- [Text excerpt]:

----

Keep the road cuts coming. Seeing a pro in field working through what he sees is helpful to me in my very amateur attempts.
You, Steve Baumann and Dr Nat are all doing great work with your insightful and accessible YT geology videos. I cannot over estimate the contribution you all are making to general understanding of such a vital branch of science. Essential viewing every time!!
I really liked this format. Geology unplugged. Thank you so much.
Glad you enjoyed it!
From what I was able to find, these rocks are Carboniferous aged marine rocks that is mostly chert, like you suspected in the video, argillite, hornfels, and sandstone.
My family and I used to camp and fish in the June Lake area every summer. It is beautiful there and still one of my favorite places I've been to. Neat to see part of it shown here.
I had several geology professors at the University of Montana in the early 70s who started the roadside geology series.........these videos take me back......great job!!!
This new series is definitely the Gift That Keeps on Giving: I find myself returning for second and third looks, like I would when visiting an art museum. But the really big surprise: my 'own' road cuts which I pass all the time are 'suddenly' taking on a new look, gaining personalities, and actually enticing me to stop for closer looks!
Love this
Love these Random Roadcuts, Professor Wilsey! It’s very instructive to see how you approach an unknown outcrop. Please keep these videos coming!
I do like the random road cut series.
"Good, well-behaved sedimentary rocks." Love it.

----

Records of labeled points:
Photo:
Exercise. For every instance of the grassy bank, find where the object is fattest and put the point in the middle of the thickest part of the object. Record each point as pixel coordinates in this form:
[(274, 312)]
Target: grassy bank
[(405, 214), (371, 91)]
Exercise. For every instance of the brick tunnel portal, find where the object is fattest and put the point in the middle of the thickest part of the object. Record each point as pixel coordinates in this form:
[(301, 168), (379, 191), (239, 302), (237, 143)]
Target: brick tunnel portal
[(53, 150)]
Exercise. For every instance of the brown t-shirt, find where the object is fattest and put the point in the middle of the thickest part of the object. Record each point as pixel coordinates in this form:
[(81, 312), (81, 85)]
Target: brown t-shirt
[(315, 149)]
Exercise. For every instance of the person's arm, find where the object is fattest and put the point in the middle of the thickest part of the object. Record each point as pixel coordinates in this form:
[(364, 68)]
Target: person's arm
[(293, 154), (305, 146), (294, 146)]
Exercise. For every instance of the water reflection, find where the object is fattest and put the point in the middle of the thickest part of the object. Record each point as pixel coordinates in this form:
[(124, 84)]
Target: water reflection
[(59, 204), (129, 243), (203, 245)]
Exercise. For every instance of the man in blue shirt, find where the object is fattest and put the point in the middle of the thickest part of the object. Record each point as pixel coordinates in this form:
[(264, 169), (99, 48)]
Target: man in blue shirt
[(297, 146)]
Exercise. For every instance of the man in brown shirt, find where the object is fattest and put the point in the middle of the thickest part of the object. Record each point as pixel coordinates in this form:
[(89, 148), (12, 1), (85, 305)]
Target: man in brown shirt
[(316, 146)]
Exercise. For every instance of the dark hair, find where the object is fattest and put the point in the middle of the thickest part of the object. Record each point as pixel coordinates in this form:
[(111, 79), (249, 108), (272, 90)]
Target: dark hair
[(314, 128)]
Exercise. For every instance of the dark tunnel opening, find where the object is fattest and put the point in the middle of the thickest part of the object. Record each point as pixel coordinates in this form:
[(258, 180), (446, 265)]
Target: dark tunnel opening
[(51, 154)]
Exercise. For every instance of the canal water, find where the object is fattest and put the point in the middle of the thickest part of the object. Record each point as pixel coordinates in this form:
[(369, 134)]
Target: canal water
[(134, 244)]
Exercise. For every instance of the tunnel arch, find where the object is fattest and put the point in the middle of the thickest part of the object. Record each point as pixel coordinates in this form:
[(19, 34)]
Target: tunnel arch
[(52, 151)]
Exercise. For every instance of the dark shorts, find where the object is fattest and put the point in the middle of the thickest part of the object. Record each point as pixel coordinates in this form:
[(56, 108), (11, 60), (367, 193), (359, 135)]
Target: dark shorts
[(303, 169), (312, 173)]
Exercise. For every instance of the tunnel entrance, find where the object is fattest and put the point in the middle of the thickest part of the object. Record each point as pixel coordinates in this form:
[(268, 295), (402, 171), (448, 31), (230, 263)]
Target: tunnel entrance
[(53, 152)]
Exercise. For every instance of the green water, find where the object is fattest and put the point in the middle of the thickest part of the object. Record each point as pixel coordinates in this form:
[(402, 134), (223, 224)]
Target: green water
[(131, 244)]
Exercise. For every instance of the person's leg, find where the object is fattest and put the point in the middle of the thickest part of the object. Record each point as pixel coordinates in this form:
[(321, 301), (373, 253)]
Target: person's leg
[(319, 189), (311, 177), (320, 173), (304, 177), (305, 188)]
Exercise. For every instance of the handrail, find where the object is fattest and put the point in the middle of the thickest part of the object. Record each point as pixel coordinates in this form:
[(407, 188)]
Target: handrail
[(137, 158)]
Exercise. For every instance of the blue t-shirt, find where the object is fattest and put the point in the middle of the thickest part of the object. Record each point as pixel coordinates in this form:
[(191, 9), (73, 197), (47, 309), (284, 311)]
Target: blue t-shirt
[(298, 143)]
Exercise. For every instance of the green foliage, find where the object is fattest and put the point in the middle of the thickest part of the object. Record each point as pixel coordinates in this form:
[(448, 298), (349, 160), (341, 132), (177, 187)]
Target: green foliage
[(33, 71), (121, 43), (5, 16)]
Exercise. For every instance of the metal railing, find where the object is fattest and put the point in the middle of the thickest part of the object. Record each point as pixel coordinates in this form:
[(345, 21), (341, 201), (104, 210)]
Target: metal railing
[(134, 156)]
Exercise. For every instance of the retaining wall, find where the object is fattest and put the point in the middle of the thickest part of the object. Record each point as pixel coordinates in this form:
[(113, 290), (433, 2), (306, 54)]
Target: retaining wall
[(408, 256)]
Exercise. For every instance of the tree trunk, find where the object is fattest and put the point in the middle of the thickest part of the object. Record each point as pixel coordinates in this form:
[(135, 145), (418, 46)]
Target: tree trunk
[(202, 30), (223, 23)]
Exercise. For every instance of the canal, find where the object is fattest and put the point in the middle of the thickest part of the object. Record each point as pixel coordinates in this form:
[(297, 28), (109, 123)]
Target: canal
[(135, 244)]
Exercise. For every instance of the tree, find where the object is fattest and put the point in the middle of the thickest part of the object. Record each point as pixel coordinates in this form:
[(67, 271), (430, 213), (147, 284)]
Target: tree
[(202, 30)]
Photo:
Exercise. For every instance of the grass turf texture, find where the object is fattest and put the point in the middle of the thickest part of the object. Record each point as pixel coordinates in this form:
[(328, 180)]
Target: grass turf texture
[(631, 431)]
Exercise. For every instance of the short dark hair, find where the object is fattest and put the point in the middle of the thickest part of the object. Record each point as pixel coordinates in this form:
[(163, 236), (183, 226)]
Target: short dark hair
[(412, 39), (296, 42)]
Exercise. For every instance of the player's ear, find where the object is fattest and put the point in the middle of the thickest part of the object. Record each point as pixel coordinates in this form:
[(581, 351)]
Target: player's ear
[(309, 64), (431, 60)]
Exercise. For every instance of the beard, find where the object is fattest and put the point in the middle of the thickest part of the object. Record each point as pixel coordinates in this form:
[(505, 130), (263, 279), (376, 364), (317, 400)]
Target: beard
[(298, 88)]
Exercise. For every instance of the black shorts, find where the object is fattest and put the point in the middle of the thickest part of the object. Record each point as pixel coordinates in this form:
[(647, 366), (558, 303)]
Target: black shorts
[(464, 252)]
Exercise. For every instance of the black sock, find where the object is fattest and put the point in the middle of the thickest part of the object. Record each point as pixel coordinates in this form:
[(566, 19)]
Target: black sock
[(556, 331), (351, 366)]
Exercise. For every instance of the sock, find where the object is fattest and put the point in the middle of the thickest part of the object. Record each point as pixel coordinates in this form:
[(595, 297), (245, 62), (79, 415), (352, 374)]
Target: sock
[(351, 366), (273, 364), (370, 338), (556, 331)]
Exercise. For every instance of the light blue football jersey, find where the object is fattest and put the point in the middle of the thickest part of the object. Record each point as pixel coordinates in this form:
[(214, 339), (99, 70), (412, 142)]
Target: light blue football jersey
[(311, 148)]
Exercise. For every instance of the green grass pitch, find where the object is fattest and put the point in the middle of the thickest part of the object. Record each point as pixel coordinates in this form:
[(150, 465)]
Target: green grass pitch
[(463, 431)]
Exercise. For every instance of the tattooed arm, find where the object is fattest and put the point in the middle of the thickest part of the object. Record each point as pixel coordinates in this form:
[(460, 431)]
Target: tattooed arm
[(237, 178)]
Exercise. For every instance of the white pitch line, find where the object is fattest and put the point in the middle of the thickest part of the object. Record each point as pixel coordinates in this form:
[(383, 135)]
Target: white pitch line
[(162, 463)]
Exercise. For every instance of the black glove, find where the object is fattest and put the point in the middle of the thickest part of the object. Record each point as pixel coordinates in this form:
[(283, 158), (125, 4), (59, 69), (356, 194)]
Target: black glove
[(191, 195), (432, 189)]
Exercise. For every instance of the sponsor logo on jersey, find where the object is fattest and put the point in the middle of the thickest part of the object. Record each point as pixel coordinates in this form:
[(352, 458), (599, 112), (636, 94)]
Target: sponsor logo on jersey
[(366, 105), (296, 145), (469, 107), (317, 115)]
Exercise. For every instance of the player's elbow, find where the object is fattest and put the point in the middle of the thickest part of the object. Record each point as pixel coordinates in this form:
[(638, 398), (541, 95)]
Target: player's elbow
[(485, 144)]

----

- [What you need to do]:
- A) Translate this sentence from the viewer comments into Spanish: "It is beautiful there and still one of my favorite places I've been to."
- B) Output the viewer comments from "My family and" to "these videos coming!".
- C) Answer these from the viewer comments:
(i) Where did one commenter's family camp and fish every summer?
(ii) At which university did one commenter have geology professors in the early 70s?
(iii) What age are the rocks said to be?
The records play no part in what comes next.

- [The responses]:
- A) Es hermoso allí y sigue siendo uno de mis lugares favoritos en los que he estado.

- B)
My family and I used to camp and fish in the June Lake area every summer. It is beautiful there and still one of my favorite places I've been to. Neat to see part of it shown here.
I had several geology professors at the University of Montana in the early 70s who started the roadside geology series.........these videos take me back......great job!!!
This new series is definitely the Gift That Keeps on Giving: I find myself returning for second and third looks, like I would when visiting an art museum. But the really big surprise: my 'own' road cuts which I pass all the time are 'suddenly' taking on a new look, gaining personalities, and actually enticing me to stop for closer looks!
Love this
Love these Random Roadcuts, Professor Wilsey! It’s very instructive to see how you approach an unknown outcrop. Please keep these videos coming!

- C)
(i) The June Lake area
(ii) The University of Montana
(iii) Carboniferous